Input material:
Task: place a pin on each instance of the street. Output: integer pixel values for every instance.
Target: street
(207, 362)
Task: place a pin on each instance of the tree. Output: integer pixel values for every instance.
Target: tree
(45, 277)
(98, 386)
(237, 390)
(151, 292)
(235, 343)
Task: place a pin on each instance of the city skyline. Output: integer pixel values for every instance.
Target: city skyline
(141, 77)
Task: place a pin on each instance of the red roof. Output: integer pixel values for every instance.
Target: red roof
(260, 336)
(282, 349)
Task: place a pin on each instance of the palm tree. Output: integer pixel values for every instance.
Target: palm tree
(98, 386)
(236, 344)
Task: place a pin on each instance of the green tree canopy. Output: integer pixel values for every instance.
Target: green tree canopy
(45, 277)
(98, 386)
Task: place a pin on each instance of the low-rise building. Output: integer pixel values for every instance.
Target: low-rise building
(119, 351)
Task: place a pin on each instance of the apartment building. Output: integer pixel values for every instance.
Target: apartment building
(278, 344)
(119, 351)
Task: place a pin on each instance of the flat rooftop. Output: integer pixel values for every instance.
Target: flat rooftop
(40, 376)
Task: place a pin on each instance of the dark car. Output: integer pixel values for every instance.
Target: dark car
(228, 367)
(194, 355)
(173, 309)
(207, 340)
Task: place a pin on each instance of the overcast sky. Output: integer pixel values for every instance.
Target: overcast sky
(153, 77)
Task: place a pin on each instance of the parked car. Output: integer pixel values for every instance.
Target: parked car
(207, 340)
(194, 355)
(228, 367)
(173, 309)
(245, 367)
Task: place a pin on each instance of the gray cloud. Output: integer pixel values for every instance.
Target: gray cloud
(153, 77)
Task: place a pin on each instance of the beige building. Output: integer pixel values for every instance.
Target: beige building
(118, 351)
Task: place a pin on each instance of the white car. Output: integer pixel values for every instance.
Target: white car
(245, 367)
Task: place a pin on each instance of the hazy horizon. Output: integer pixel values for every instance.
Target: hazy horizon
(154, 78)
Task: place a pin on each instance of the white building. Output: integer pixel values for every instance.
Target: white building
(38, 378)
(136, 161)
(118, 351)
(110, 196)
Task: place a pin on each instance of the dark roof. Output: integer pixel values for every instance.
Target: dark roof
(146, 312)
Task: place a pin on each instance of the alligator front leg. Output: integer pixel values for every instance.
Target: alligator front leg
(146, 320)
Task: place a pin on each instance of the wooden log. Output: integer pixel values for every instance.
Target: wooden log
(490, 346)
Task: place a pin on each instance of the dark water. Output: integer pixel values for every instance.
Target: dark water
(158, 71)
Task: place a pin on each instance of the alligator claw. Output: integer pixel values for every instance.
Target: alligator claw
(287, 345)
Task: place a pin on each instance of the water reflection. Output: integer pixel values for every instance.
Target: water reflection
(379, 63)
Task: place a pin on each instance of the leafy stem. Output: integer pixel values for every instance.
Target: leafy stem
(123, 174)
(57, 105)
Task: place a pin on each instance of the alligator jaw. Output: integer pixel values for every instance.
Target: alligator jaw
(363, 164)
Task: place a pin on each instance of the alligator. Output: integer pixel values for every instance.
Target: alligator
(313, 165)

Exercise brief: Number each line of the material above in order, skipping any blank lines.

Answer in full:
1. Task: place a pin on each instance of the street. Output: integer pixel values for every instance.
2. Target: street
3. (207, 362)
4. Task: place a pin on each instance of the tree. Output: integer pixel values for every instance.
5. Target: tree
6. (45, 277)
7. (98, 386)
8. (237, 390)
9. (151, 292)
10. (235, 343)
11. Task: place a pin on each instance of the city skyline. Output: integer pixel values for every instance.
12. Target: city skyline
13. (141, 77)
14. Task: place a pin on each instance of the red roof. Output: integer pixel values for every instance.
15. Target: red roof
16. (260, 336)
17. (282, 349)
18. Task: place a pin on each instance of the palm tree. Output: integer pixel values for every instance.
19. Target: palm tree
20. (98, 386)
21. (236, 344)
22. Task: place a pin on each instance of the green tree canopy. Output: integer pixel values for every instance.
23. Target: green tree canopy
24. (45, 277)
25. (98, 386)
26. Task: place a pin on each instance of the low-rise building. Output: integer pixel values for every instance.
27. Target: low-rise building
28. (119, 351)
29. Task: place a pin on each instance of the apartment building. Output: integer pixel values for every instance.
30. Target: apartment building
31. (278, 344)
32. (119, 351)
33. Task: place a pin on each instance of the flat rooftop. Output: integer pixel values for every instance.
34. Target: flat rooftop
35. (40, 376)
36. Task: place a pin on each instance of the dark car. Output: integer pixel values for every instance.
37. Target: dark car
38. (228, 367)
39. (194, 355)
40. (173, 309)
41. (207, 340)
42. Task: place a pin on each instance of the overcast sky. Output: integer pixel values for every instance.
43. Target: overcast sky
44. (153, 77)
45. Task: place a pin on each instance of the parked car. Output: integer pixel values for every instance.
46. Target: parked car
47. (207, 340)
48. (194, 355)
49. (228, 367)
50. (173, 309)
51. (245, 367)
52. Task: place a pin on each instance of the gray cloud. Output: integer pixel values for every instance.
53. Target: gray cloud
54. (153, 77)
55. Task: place a pin on each instance of the beige building. Output: integer pixel values for every instance.
56. Target: beige building
57. (118, 351)
58. Task: place a pin on each instance of the white car. Output: integer pixel values for every instance.
59. Target: white car
60. (245, 367)
61. Task: place a pin on each instance of the hazy horizon. Output: integer pixel values for every instance.
62. Target: hazy horizon
63. (154, 78)
64. Task: place a pin on each instance of the white building. Output: integer pixel values for every instance.
65. Target: white building
66. (38, 378)
67. (136, 161)
68. (118, 351)
69. (110, 196)
70. Task: place a pin on each instance of the dark roof. Output: integer pixel values for every instance.
71. Target: dark roof
72. (146, 312)
73. Task: place a pin on each instance of the alligator front leg. Output: integer pixel values for every instance.
74. Target: alligator front leg
75. (146, 320)
76. Task: place a pin on each instance of the wooden log. Output: integer pixel values for every instance.
77. Target: wooden log
78. (490, 346)
79. Task: place a pin on each instance of the dark water. Output: integer pixel values for every instance.
80. Target: dark water
81. (158, 71)
82. Task: place a pin on each instance of the alligator claw. Output: integer pixel values for every instance.
83. Target: alligator claw
84. (287, 345)
85. Task: place a pin on each instance of the water reflection. Output: integer pixel values for every instance.
86. Target: water reflection
87. (379, 63)
88. Task: place a pin on each instance of the leafy stem. Output: integer pixel values for every instance.
89. Target: leafy stem
90. (123, 174)
91. (57, 105)
92. Task: place a pin on each instance of the alligator jaw. Output: integer pixel values for every instance.
93. Target: alligator jaw
94. (363, 164)
95. Task: place a pin on each instance of the alligator. Output: integer pixel values for every instance.
96. Target: alligator
97. (313, 165)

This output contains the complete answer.